* _Work instructions_: Make an exact copy of the lines below.

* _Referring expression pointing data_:
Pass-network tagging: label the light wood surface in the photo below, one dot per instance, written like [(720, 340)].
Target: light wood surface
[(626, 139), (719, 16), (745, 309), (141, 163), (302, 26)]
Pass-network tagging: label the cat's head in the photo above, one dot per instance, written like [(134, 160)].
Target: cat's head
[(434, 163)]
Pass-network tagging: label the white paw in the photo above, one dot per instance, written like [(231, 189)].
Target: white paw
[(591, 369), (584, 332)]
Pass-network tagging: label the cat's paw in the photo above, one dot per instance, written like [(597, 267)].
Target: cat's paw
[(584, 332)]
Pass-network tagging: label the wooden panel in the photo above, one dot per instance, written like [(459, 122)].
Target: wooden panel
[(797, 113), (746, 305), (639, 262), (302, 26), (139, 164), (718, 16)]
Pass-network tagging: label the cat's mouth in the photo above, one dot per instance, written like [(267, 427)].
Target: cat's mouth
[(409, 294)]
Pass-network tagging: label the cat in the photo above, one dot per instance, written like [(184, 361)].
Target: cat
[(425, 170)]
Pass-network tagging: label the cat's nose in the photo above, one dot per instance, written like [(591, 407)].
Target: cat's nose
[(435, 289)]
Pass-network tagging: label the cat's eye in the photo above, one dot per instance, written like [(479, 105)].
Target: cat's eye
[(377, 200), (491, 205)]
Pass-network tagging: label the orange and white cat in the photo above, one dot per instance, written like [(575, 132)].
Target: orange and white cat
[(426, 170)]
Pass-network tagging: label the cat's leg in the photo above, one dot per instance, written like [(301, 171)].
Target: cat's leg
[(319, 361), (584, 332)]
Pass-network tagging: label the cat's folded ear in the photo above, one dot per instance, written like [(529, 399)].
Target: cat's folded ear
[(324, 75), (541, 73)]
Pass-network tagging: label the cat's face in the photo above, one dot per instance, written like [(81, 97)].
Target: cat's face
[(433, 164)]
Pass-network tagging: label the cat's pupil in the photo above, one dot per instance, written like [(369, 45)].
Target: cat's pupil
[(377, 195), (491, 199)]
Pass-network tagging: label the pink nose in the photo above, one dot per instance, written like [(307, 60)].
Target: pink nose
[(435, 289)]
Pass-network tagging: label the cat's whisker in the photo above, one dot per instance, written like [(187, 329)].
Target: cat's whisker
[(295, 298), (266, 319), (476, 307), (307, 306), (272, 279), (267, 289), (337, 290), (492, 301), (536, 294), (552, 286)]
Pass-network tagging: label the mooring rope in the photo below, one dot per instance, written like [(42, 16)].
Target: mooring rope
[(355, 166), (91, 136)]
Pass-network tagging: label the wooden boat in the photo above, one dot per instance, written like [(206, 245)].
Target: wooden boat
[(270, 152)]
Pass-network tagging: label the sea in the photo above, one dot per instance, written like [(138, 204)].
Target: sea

* _Final answer_:
Pass-network tagging: label the light wood surface in the photo below, one dot per instance, written like [(720, 340)].
Target: light wood surface
[(626, 139), (719, 16), (745, 309), (141, 163), (302, 26)]
Pass-network tagging: label the cat's head in the photo above, one dot per instance, written like [(134, 160)].
Target: cat's head
[(434, 163)]
Pass-network tagging: label the white paw in the photo above, one dot per instance, written like [(231, 189)].
Target: white paw
[(591, 369), (584, 332)]
Pass-network tagging: label the cat's paw in the photo above, one dot per instance, written like [(597, 267)].
Target: cat's paw
[(584, 332)]
Pass-network tagging: label the wooden panel in the photo above, one dot per instance, written like [(459, 122)].
Target: wooden panel
[(797, 113), (746, 305), (639, 262), (302, 26), (139, 164), (718, 16)]
Pass-network tagging: label the cat's mouth in the photo above, one dot per instance, written like [(267, 427)].
Target: cat's mouth
[(409, 294)]
Pass-network tagging: label the cat in the photo above, one dot per instance, written like [(184, 361)].
Target: cat
[(425, 170)]
Pass-network tagging: label the cat's nose in the photo above, one dot per instance, written like [(591, 407)].
Target: cat's nose
[(435, 289)]
Pass-network tagging: label the cat's eye in the photo above, one dot per instance, written like [(479, 105)].
Target: cat's eye
[(377, 200), (491, 205)]
Pass-network tagging: label the orange and white cat in the photo above, one dot per instance, written like [(575, 132)].
Target: orange and white cat
[(426, 170)]
Pass-network tagging: label the cat's leg in the photo above, one dot per instance, written like [(301, 171)].
Target: cat's leg
[(319, 361), (584, 332)]
Pass-network tagging: label the cat's folded ear in the photo above, one dot per instance, written like [(529, 399)].
Target: cat's folded ear
[(324, 75), (541, 73)]
Pass-network tagging: label the cat's face in the photo above, one dot per instance, written like [(81, 97)].
Target: cat's face
[(433, 164)]
Pass-network tagging: label the cat's pupil in the photo above, one dot per instance, written like [(369, 45)].
Target: cat's pupil
[(377, 195), (491, 199)]
Pass-network tagging: label the pink nose in the photo above, one dot per instance, written like [(307, 60)].
Target: pink nose
[(435, 289)]
Pass-network tagging: label the cat's whisker in the photo above, one dot per instance, written like [(187, 329)].
Target: cat's whisker
[(295, 298), (266, 319), (476, 307), (307, 306), (272, 279), (267, 289), (337, 290), (492, 301), (536, 294), (552, 286)]
Pass-network tagging: label the mooring rope in the photo below, one dot per instance, written like [(42, 16)].
Target: mooring rope
[(355, 166), (91, 136)]
Pass-network tagging: label the wooden boat in the photo above, one dot per instance, written like [(206, 245)].
Target: wooden boat
[(270, 152)]
Pass-network tagging: label the sea in the photo above, one dot per instance, written like [(138, 204)].
Target: sea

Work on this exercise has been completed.